# Referring expression grounding data
= = = =
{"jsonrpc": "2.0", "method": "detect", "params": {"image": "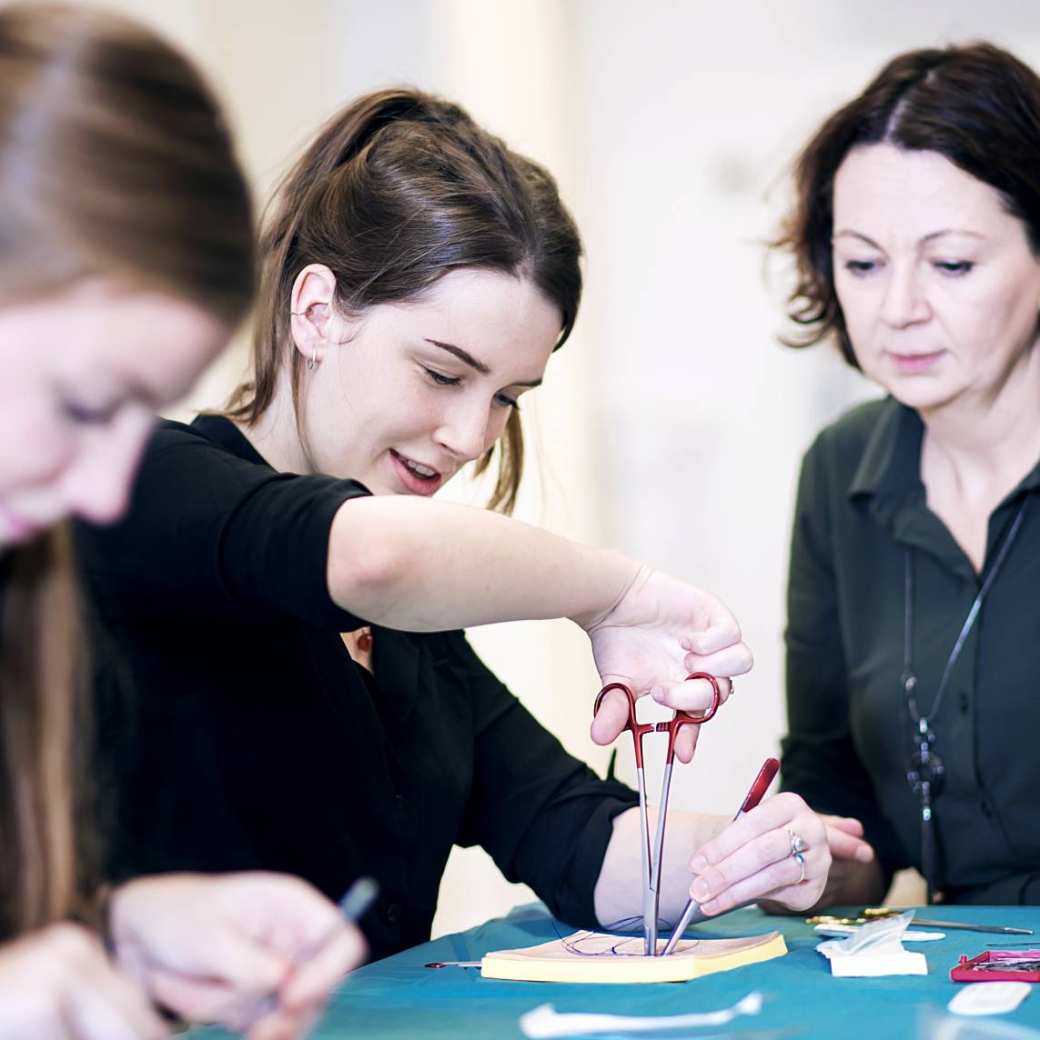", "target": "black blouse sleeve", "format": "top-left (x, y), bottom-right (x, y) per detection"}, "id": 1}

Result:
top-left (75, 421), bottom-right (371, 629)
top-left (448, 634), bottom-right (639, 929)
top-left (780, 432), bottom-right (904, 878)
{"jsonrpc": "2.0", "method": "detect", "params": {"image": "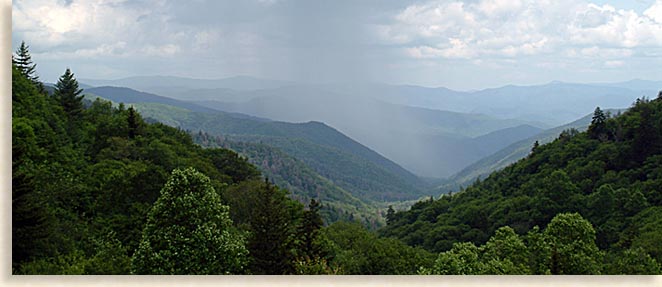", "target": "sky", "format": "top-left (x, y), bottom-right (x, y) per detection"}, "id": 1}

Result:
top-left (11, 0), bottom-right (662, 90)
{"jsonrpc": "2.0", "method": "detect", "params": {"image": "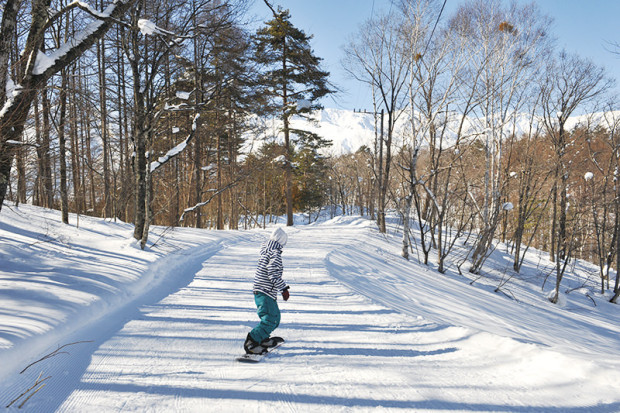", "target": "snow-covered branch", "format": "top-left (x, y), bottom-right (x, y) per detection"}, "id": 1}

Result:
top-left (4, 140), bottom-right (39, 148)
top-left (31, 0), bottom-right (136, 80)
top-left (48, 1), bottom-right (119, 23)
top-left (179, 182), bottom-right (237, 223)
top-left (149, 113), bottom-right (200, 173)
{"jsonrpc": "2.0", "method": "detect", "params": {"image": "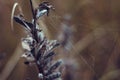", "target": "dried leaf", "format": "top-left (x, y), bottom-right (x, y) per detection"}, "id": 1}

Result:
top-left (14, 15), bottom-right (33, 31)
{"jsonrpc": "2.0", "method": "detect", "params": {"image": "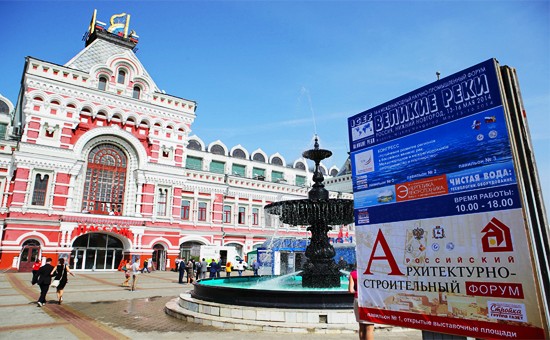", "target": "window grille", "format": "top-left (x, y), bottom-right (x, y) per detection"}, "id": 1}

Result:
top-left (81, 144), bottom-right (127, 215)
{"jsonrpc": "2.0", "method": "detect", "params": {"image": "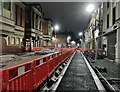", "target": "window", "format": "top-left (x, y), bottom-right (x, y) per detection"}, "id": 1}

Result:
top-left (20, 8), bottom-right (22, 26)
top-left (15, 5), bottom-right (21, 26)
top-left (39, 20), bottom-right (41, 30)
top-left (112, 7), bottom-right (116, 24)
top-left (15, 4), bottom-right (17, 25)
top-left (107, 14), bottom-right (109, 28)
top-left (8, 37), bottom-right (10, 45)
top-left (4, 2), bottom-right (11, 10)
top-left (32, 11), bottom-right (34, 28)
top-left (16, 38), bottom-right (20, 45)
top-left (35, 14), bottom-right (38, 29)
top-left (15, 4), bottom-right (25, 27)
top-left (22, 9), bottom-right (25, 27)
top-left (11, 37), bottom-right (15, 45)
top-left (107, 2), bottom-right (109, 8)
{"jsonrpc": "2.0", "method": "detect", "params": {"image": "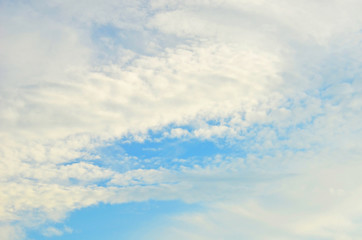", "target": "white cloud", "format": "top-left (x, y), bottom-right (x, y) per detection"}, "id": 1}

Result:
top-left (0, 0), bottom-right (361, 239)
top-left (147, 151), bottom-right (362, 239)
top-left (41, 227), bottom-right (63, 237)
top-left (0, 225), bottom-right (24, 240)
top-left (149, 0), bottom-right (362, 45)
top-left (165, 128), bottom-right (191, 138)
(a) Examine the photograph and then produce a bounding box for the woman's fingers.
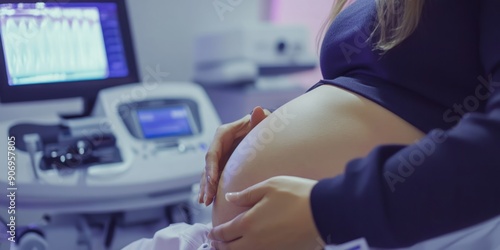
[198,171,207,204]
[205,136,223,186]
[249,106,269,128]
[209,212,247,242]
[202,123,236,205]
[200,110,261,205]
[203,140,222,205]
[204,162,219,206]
= = = =
Only the lines from the one containing "(a) Examine the" through the last line of the entries belong in the answer, given again exactly. Images stay out.

(a) Examine the photograph and then produce a bounding box for the woman's fingers.
[198,171,207,204]
[205,136,223,186]
[249,106,269,128]
[209,212,247,242]
[202,123,236,205]
[200,110,261,205]
[203,140,222,205]
[204,162,219,206]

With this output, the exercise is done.